### What you are asked to do
Since only part of the material is needed, please repeat exactly the line that includes "Query: purple flower" and every line after it, up to the last.

### Input material
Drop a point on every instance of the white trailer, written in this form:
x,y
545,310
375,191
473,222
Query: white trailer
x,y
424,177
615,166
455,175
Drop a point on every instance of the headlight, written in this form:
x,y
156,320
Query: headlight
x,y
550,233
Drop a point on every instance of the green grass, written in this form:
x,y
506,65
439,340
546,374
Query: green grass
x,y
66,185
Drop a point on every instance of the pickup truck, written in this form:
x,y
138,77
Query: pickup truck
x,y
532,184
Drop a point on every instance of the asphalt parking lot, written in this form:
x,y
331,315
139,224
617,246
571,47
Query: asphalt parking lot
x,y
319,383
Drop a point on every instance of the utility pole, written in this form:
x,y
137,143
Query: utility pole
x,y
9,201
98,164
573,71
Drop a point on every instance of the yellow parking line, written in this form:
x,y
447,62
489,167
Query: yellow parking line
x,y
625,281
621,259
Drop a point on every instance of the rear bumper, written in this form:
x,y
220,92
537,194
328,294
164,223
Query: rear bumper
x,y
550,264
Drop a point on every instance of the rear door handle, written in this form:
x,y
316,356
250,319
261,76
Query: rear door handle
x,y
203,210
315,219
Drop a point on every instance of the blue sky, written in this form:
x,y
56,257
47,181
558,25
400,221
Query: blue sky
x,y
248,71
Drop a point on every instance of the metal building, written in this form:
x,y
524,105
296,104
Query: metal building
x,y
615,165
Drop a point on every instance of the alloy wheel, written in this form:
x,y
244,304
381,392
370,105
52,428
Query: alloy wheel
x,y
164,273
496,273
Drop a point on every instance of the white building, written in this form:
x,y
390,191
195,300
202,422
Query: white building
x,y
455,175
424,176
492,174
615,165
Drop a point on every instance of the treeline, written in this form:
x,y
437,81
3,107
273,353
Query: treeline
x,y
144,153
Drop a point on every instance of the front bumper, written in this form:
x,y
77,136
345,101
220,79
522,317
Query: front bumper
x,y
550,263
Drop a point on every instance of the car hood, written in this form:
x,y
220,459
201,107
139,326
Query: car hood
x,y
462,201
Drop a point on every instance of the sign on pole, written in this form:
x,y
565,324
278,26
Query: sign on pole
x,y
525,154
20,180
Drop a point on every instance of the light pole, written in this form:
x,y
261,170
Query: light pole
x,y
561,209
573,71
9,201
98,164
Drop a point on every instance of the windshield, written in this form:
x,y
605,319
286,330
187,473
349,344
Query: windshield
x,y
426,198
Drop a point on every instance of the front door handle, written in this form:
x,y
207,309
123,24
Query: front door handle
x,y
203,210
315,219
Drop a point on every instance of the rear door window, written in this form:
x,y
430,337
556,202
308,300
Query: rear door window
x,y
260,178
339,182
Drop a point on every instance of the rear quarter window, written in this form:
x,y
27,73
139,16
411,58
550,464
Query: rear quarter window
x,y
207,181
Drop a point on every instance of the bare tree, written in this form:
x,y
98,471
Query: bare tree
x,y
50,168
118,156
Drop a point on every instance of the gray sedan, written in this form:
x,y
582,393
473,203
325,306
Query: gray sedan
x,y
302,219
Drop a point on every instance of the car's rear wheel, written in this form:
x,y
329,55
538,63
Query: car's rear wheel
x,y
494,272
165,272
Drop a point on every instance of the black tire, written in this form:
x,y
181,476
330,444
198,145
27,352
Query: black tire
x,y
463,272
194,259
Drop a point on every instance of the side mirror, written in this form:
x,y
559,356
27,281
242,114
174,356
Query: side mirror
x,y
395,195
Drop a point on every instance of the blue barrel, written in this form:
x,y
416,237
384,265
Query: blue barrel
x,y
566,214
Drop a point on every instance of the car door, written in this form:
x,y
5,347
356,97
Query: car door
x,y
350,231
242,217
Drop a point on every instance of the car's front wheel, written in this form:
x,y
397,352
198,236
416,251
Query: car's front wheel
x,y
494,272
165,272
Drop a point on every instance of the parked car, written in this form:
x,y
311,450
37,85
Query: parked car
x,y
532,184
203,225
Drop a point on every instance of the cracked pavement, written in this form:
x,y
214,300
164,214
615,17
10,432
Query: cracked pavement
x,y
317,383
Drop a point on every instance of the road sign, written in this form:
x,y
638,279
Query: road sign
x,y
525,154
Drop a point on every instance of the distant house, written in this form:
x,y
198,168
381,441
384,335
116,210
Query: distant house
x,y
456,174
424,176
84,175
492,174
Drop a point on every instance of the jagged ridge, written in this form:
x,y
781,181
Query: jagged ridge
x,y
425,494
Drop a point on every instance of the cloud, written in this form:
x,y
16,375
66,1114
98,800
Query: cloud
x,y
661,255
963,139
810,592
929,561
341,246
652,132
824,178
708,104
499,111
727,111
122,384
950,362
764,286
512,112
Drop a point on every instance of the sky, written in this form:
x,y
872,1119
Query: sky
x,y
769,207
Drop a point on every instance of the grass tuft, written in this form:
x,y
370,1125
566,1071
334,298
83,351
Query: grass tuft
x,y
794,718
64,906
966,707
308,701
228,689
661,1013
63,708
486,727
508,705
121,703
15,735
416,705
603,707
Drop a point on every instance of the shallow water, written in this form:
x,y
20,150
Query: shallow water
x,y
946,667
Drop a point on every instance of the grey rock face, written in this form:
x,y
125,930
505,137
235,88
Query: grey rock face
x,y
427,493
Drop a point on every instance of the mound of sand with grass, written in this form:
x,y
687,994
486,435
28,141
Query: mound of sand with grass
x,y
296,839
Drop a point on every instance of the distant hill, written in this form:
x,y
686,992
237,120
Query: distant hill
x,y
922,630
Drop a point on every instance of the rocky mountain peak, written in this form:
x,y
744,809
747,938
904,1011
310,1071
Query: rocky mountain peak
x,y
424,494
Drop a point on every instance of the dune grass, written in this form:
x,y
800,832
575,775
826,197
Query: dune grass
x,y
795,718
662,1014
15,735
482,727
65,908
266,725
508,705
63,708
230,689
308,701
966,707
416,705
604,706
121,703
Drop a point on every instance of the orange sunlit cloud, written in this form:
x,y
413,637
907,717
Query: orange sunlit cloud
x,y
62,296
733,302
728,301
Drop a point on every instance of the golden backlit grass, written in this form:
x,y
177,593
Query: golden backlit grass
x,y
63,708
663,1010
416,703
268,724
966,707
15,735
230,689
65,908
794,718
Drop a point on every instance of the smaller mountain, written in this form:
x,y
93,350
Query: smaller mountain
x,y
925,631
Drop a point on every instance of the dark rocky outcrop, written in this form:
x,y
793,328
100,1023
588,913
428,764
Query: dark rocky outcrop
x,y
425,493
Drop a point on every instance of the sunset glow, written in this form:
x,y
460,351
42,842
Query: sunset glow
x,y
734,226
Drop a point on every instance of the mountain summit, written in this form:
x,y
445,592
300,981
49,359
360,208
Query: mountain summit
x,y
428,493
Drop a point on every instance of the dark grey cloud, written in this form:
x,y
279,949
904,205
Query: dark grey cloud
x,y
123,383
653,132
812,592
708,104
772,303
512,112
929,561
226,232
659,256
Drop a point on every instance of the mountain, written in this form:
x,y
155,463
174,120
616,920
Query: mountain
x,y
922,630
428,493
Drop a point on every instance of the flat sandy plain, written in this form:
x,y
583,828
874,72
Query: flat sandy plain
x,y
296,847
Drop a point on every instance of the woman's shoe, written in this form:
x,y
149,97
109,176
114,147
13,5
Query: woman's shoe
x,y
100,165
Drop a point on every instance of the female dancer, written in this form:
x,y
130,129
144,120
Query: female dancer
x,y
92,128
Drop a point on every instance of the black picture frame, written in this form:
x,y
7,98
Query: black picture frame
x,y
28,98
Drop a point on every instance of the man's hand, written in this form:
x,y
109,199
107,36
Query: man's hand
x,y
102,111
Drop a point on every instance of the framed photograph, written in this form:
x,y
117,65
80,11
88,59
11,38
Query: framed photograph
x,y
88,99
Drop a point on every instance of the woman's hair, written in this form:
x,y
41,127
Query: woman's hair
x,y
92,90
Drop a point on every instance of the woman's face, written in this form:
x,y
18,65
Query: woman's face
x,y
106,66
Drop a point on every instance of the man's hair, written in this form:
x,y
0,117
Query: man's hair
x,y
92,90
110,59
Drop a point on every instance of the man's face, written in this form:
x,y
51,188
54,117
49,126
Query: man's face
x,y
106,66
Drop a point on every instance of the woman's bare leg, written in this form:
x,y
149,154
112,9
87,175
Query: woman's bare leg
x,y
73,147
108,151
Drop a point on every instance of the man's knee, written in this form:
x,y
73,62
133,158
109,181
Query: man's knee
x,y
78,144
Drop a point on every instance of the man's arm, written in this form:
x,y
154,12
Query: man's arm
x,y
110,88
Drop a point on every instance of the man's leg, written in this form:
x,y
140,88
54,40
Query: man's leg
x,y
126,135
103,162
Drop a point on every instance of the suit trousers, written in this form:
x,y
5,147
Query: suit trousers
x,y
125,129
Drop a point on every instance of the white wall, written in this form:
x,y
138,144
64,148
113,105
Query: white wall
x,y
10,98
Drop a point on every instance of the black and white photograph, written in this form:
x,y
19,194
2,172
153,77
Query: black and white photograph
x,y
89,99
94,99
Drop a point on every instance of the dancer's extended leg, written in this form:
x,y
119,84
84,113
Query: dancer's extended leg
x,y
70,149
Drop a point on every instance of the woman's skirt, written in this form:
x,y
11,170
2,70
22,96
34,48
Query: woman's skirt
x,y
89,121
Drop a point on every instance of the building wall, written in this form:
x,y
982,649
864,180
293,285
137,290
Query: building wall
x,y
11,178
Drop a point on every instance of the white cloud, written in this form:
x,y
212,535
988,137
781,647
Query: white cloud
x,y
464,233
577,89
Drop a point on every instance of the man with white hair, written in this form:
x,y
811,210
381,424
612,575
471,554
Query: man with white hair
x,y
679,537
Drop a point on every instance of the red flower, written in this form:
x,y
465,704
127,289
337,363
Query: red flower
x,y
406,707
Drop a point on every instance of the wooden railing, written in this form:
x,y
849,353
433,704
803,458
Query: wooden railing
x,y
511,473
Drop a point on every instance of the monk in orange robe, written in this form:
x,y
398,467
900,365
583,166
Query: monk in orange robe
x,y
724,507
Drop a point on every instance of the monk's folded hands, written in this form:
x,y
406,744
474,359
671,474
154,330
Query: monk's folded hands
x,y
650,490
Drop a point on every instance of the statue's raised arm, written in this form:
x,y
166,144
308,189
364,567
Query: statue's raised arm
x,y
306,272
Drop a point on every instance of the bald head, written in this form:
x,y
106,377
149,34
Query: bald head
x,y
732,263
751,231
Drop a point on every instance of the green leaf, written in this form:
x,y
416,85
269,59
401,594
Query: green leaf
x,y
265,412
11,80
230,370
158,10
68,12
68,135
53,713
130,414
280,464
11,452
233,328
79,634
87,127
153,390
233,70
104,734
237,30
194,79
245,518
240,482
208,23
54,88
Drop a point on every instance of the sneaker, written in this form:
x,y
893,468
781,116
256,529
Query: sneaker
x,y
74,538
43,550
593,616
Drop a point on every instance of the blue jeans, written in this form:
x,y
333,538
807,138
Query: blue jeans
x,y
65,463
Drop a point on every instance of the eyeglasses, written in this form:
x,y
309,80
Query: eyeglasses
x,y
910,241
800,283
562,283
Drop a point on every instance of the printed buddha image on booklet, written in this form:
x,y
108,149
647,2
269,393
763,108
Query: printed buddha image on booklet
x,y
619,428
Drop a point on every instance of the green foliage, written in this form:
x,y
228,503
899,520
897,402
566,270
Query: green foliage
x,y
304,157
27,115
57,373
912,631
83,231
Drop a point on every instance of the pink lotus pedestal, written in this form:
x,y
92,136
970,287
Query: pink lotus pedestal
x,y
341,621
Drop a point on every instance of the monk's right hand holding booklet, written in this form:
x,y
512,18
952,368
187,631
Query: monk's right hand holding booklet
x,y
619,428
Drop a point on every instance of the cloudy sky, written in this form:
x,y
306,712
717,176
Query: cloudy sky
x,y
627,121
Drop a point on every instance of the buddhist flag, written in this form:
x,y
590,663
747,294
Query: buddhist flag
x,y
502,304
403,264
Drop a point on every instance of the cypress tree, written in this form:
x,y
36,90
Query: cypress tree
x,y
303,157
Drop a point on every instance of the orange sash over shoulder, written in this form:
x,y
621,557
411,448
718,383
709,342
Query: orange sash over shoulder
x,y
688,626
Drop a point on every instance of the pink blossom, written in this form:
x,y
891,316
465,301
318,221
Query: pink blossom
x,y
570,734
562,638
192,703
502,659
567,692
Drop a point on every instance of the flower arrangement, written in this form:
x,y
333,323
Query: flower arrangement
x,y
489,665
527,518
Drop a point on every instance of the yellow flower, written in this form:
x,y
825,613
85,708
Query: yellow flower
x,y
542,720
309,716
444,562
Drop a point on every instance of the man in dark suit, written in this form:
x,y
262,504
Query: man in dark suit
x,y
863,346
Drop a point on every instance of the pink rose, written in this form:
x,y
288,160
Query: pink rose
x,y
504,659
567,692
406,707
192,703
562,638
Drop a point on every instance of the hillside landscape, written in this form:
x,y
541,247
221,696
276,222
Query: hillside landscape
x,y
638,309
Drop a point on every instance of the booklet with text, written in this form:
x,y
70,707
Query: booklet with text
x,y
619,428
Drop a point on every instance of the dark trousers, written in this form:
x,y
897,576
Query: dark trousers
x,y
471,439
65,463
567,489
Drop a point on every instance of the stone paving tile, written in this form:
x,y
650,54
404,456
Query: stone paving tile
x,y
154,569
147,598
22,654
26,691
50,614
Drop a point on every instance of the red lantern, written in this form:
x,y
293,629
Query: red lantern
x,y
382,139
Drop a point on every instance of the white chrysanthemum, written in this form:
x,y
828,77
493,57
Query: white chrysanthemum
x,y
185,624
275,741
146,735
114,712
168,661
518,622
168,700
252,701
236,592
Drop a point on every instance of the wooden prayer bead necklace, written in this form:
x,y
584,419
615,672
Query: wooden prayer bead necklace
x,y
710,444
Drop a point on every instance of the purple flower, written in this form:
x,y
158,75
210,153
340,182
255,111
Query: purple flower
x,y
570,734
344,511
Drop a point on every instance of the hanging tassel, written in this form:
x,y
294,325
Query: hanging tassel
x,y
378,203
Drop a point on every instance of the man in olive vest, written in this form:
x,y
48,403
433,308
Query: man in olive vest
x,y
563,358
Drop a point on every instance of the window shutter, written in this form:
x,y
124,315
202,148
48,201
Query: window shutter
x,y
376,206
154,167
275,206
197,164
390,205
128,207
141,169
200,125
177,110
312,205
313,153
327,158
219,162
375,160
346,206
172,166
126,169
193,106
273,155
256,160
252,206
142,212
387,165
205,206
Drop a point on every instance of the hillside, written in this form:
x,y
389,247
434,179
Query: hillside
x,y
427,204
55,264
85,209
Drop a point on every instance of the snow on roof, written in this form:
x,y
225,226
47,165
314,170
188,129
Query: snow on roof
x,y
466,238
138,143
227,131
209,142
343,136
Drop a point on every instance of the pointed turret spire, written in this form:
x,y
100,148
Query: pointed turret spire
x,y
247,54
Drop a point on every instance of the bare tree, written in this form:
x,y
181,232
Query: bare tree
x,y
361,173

### Solution for this problem
Query: purple flower
x,y
570,734
344,511
Drop a point on every instance of the hanging tassel, written in this form:
x,y
294,325
Query: hanging tassel
x,y
378,203
Drop a point on every instance of the man in olive vest, written in this form:
x,y
48,403
433,308
Query: man in olive vest
x,y
563,358
Drop a point on every instance of the window shutter, written in this form:
x,y
124,315
202,148
48,201
Query: window shutter
x,y
376,206
154,167
275,206
197,164
390,205
128,207
141,169
200,125
177,110
312,205
313,153
327,158
219,162
375,160
346,206
172,166
126,169
193,106
273,155
256,160
252,206
142,212
387,165
205,206
Drop a point on every instance of the hillside, written in this form:
x,y
389,247
434,179
Query: hillside
x,y
427,204
55,264
85,209
Drop a point on every instance of the snow on roof, written in this form:
x,y
225,226
47,165
314,170
188,129
Query: snow on roof
x,y
466,238
138,143
227,131
209,142
343,136
Drop a point on every instance of the pointed turret spire, written in this form:
x,y
100,148
Query: pointed turret spire
x,y
247,54
Drop a point on every instance of the bare tree, written in this form:
x,y
181,232
Query: bare tree
x,y
361,173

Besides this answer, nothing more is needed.